— Begin —

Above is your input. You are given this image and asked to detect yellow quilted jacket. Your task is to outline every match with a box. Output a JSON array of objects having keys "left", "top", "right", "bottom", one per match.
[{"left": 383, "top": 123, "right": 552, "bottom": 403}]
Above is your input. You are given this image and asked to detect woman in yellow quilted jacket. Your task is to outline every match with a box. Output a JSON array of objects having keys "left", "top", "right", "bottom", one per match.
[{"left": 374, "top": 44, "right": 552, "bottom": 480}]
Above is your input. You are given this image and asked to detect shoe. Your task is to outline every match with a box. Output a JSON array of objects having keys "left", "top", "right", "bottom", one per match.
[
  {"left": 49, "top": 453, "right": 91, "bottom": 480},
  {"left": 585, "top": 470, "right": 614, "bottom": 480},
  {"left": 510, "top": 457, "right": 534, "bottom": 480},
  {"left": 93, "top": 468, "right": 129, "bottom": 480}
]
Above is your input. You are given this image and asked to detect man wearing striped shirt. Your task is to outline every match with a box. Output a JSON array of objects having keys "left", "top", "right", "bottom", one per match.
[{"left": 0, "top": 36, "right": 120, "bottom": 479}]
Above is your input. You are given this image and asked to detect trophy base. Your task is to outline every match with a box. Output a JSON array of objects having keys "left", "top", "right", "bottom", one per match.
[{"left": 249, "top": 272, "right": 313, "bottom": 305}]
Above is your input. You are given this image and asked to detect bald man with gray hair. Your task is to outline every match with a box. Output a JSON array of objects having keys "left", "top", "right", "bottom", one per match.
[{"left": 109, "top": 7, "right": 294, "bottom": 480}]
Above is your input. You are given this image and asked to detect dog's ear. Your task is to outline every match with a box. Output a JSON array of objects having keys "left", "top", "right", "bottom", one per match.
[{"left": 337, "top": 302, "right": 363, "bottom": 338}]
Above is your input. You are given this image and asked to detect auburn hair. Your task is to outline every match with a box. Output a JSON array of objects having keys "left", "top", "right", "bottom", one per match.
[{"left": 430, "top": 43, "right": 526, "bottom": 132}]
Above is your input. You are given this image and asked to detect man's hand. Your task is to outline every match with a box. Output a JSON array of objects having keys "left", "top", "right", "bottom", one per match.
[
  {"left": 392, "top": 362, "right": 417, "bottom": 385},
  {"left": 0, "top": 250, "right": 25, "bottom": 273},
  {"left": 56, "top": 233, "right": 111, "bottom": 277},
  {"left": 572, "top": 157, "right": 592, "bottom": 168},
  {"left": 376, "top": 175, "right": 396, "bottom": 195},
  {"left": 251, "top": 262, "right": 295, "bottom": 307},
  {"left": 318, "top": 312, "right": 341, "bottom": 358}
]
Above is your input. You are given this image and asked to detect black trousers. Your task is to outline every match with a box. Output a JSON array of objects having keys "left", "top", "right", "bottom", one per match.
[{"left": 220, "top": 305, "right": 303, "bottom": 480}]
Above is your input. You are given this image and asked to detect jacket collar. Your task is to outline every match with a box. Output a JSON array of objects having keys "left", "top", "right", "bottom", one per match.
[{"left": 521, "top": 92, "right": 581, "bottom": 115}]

— End —
— Begin —

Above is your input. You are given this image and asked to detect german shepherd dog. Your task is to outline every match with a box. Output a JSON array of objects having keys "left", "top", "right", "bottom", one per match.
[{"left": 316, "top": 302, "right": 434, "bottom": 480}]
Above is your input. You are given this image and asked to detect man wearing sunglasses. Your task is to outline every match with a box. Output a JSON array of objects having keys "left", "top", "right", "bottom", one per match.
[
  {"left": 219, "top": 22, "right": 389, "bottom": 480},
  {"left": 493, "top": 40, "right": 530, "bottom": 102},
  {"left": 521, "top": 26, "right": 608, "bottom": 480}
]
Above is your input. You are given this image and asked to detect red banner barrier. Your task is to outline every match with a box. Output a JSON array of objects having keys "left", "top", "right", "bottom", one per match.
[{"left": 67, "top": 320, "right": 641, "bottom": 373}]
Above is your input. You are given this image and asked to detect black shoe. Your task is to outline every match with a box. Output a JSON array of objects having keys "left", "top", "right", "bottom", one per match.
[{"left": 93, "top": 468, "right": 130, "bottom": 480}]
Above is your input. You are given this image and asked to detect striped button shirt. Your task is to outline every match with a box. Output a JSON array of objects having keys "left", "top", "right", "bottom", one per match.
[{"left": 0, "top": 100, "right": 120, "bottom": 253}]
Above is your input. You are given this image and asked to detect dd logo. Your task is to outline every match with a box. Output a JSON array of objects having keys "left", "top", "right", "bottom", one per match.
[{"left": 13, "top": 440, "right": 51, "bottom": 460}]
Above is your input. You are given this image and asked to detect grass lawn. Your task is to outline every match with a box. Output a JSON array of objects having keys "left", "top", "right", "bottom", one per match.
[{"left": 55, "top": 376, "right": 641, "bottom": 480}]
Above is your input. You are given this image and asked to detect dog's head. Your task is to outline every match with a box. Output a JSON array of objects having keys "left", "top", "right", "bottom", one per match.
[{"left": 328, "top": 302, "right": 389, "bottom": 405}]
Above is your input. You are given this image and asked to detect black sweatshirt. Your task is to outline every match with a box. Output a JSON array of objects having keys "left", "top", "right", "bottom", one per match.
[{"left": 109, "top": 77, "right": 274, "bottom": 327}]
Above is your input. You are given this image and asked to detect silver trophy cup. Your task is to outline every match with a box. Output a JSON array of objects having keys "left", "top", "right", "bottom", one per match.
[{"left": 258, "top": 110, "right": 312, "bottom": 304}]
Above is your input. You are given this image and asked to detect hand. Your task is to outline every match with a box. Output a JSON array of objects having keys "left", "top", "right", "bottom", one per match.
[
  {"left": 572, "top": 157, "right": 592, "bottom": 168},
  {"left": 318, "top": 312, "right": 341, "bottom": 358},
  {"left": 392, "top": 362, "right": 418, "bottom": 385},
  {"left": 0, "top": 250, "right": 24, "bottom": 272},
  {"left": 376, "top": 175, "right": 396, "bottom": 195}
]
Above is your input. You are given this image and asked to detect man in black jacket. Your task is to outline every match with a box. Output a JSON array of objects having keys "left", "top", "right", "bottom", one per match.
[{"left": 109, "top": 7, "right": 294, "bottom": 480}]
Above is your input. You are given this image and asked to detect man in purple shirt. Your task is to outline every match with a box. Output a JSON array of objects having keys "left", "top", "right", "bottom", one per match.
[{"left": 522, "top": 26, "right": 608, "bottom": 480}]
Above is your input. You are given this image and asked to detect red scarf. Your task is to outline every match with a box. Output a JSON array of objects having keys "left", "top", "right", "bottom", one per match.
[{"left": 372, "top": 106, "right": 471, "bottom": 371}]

— End —

#### Stated task:
Reproduce every line in the items above that contains the string "hair".

#### Written response:
Above is your input. You are given this image and asked to detect bald man with gray hair. Your task is to outline every match with a box. Output a JSON array of objects having keys "left", "top", "right", "bottom", one per match.
Above is your input. You are given this image and asked to detect auburn hair. Your task is to outline every match with a box. Output a JSON array of objects having keys "left", "top", "right", "bottom", one per match.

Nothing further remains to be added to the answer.